#### Task prompt
Reproduce all entries verbatim, with nothing added or dropped.

Location identification items
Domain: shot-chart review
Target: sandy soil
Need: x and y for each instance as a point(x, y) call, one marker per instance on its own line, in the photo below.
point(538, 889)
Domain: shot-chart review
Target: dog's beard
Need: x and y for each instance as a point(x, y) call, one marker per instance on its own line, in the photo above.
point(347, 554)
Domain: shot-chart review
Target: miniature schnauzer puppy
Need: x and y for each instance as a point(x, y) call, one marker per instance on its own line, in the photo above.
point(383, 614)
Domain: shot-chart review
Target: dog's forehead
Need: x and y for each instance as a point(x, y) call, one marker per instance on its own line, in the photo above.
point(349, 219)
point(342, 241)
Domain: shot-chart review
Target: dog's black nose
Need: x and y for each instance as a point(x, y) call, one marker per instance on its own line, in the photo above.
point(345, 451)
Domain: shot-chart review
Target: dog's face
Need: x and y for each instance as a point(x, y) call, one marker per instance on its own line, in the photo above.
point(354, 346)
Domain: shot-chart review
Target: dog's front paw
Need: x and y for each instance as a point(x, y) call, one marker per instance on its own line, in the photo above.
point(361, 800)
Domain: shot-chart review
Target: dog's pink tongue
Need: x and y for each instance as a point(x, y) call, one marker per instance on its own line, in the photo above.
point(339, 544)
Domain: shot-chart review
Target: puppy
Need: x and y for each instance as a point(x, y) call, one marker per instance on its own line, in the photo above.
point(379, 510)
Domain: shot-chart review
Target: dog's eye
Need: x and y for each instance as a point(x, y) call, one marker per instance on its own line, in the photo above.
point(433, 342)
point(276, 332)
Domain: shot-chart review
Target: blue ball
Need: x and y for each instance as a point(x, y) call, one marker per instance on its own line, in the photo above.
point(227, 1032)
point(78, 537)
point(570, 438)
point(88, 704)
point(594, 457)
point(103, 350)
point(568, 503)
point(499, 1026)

#### Full solution
Domain: shot-chart review
Target: sandy soil
Need: x and y for each instance as a point(x, y) call, one marker per instance on its own line, in the photo below.
point(538, 889)
Domain: shot-chart review
Target: dog's beard
Need: x and y for each instance as a point(x, y) call, one marker per instance on its own line, in the photo above.
point(347, 554)
Domain: shot-chart review
Target: miniature schnauzer puppy
Need: x and y for each instance as a point(x, y) call, one marker per instance on its own line, in the photo above.
point(383, 614)
Domain: shot-chart review
Target: dog's forehead
Need: x and y for each instance as a point(x, y) call, one marker per instance on its own line, in the photo above.
point(349, 219)
point(342, 241)
Domain: shot-chart review
Target: dog's black nose
Need: x and y for each instance as a point(x, y) call, one marker per instance on its own line, in the photo above.
point(345, 451)
Domain: shot-chart review
Target: dog's face
Need: x and y for each instance as a point(x, y) call, one marker per instance on its own line, in the photo above.
point(354, 346)
Domain: shot-chart review
Target: dog's front paw
Need: x and y for each instance as a point(x, y) call, one marker per instance on its own line, in the photo above.
point(361, 800)
Domain: shot-chart review
Target: dog's pink tongue
Need: x and y for each instance as a point(x, y) call, one marker per instance on its own line, in the photo above.
point(339, 544)
Domain: shot-chart review
Target: puppy
Need: x and y for each instance as a point(x, y) call, one marker per instance on its own line, in the photo above.
point(379, 510)
Domain: shot-chart review
Target: dog's eye
Need: x and y for each instance as a point(x, y) call, one marker per instance on its own line, in the photo above.
point(433, 342)
point(276, 332)
Domain: shot-chart review
Target: blue ball
Need: x and y for each instance as a point(x, y) call, one marker per instance on its own line, in the photo above.
point(227, 1032)
point(78, 537)
point(570, 438)
point(88, 704)
point(594, 457)
point(103, 350)
point(568, 503)
point(499, 1026)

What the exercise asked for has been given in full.